- Document segment:
--- Begin ---

Children’s expressive abilities need to be gradually built. In the lower grades of primary school, real situational tasks should be used as the teaching environment, students’ task inquiry activities as the main line of learning, and language interaction between teachers and students as the teaching technique. The ultimate goal is to enhance individual language experience centered on students’ pragmatic abilities. By using situational tasks as the main line, continuously providing students with tools for expression, and achieving the learning objective of children’s creative expression through a structured language construction process. This paper develops and designs an expressive literacy course based on the first semester Chinese textbook for first graders.

Keywords

Situation, Interdisciplinary Learning, Thinking Tools.

1. Introduction

1.1. Emphasizing Individual Language Experience of Students

The formation of students’ individual language experience is always in dynamic language practice, and how students’ language learning occurs is a significant focus. The 2022 curriculum standards frequently mention, across various content sections, that learning happens in real and meaningful contexts and challenging tasks. All learning activities are based on students’ autonomy, voluntariness, self-awareness, and self-consciousness. How do students engage in language learning? The curriculum standards clearly describe the actual learning situations in the Chinese language curriculum. The core literacy cultivated by the compulsory education curriculum standards is accumulated and constructed in active language practice activities and demonstrated in real language use situations. This means that the more complex the language context students enter, the richer the language practice activities they experience, and the more targeted and operational their individual language experience becomes.

1.2. Requirements of the Curriculum Standards

Interdisciplinary learning is prominently reflected in this excerpt from the new compulsory education curriculum standards: “Guide students in Chinese language practice activities to connect in-class and out-of-class, school and community, broaden the fields of Chinese language learning and use; around meaningful topics in academic learning and social life, engage in reading, sorting, inquiry, and communication activities, and in the process of comprehensively applying multidisciplinary knowledge to discover, analyze, and solve problems, improve language and text application skills.” [1] Teachers should utilize the ubiquitous Chinese learning resources and practice opportunities, guiding students to pay attention to experiences related to family life, campus life, and social life, enhancing their awareness of learning and using Chinese in various contexts. They should guide students to learn language and text application skills in diverse everyday life scenarios and social practice activities, fully exploring the application of Chinese literacy in interdisciplinary learning. The interdisciplinary project “Autumn Museum” fully integrates Chinese, mathematics, science, labor, and art subjects.

--- End ---

Image boundary labeling records:
--- Begin ---

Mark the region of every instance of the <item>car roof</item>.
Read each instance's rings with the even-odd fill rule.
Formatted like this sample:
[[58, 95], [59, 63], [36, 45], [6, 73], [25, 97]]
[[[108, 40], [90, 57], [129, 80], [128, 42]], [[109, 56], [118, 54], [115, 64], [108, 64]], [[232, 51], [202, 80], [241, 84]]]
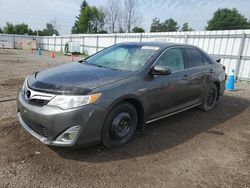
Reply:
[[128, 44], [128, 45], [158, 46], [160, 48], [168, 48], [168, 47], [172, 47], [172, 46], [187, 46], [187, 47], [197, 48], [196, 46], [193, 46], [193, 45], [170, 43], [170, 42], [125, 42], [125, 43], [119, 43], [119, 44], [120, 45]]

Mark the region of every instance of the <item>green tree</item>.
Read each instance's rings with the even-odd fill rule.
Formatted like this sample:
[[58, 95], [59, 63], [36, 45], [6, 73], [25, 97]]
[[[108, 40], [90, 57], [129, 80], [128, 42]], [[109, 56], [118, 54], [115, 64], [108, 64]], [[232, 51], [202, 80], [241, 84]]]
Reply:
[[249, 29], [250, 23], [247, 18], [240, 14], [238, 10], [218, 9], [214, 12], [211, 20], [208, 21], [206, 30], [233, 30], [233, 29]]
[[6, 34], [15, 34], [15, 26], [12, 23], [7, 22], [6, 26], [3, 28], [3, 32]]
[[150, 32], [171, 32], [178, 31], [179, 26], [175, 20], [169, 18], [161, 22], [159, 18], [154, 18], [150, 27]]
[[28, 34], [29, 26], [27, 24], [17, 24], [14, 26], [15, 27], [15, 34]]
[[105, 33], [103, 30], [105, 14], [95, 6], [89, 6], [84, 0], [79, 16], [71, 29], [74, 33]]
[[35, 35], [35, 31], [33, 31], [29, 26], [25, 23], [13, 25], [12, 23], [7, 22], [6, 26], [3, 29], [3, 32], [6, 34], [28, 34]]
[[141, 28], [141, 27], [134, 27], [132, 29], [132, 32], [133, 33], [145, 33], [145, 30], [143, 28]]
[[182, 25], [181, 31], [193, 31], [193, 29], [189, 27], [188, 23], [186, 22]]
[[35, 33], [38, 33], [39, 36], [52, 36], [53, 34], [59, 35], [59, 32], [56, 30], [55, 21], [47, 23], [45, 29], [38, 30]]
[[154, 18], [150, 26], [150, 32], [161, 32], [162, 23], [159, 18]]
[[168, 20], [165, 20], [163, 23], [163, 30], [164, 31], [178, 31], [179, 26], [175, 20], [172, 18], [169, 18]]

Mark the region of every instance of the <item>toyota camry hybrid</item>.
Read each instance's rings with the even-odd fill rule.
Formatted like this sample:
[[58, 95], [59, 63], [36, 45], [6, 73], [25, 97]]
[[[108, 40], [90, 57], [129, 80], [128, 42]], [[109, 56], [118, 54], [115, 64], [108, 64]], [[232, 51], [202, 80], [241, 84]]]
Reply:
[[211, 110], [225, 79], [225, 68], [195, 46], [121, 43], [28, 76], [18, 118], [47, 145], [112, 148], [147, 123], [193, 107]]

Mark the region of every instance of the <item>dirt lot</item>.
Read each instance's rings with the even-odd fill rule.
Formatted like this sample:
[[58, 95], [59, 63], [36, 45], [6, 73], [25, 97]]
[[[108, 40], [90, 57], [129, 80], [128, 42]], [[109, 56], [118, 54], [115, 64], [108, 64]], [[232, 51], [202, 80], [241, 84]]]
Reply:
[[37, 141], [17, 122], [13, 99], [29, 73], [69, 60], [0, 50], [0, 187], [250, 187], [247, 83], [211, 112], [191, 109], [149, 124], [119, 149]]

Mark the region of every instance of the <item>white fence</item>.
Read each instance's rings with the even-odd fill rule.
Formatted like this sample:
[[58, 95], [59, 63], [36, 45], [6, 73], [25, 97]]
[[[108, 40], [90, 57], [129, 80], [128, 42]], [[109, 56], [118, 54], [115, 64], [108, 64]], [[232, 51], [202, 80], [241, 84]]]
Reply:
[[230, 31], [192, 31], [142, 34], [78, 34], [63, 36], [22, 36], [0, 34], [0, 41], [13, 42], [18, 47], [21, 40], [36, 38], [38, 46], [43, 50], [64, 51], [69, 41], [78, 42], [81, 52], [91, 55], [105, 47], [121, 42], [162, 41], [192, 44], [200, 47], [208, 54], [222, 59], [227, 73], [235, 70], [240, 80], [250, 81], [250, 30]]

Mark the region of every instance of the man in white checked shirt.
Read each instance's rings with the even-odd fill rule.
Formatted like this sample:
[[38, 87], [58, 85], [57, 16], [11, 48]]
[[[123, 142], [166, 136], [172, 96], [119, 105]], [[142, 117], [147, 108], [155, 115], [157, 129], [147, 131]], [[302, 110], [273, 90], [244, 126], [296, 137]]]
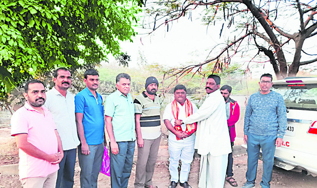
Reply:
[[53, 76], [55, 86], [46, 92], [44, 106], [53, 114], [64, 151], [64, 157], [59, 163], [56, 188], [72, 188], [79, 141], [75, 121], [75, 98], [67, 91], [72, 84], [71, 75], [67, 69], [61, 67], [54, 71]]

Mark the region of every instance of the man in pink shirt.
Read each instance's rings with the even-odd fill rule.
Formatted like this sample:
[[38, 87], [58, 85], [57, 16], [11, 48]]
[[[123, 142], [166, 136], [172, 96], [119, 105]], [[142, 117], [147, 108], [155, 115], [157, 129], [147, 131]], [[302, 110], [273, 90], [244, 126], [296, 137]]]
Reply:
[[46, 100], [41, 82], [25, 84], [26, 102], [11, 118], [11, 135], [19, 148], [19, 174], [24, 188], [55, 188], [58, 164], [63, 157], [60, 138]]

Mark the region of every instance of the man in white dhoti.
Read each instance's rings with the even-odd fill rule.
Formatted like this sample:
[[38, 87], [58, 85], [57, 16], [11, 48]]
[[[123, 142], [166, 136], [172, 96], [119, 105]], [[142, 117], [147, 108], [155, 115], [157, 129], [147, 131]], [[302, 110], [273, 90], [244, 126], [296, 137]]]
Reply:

--- End ---

- Complete the following:
1. In the text on teaching Chinese expression, why does entering a more complex language context make students' individual language experience more targeted and operational?
2. Please proceed with the text on teaching Chinese expression from the point where it stops.

- The responses:
1. Core literacy is accumulated and built through active language practice and shown in real situations of language use. A more complex context brings richer practice activities, and that makes students' individual language experience more targeted and operational.

2.
The Chinese curriculum should guide students in real language use situations, accumulating language experience through autonomous language practice activities. Students’ language learning should originate from the real need for language use in life and serve to solve real-life problems. This approach stimulates students’ interest and enthusiasm in exploring and solving problems. Based on real needs and problems, focusing on problem exploration and resolution, this fully embodies the practical essence of the Chinese curriculum. It also reflects the language practice learning atmosphere and environment created by a practical language classroom. Such situational designs are generally based on textbook content and contextual features. [2]

1.3. Authentic Learning Tasks

Learning tasks arise in specific contexts and aim to achieve particular goals by comprehensively applying the relevant knowledge and skills acquired to solve real problems. The task activities mentioned in the 2022 curriculum standards indicate that teachers no longer focus on instruction and mechanical practice but start with teaching content. This approach is based on authentic language use contexts, integrating listening, reading, and writing activities, and setting challenging learning tasks. Students are given clear task objectives and engage in activities such as sorting, inquiry, and collaboration to solve real problems, thereby cultivating their language use abilities. [3]

In this process, tasks are set in specific contexts, the goals aim to solve real problems, and activities are the means to complete the tasks. In this design, the activity goals of the Autumn Museum are broken down into individual learning tasks, allowing students to develop their Chinese literacy progressively through these tasks.

fig1

Figure 1: Interdisciplinary project “Opening an Autumn Museum”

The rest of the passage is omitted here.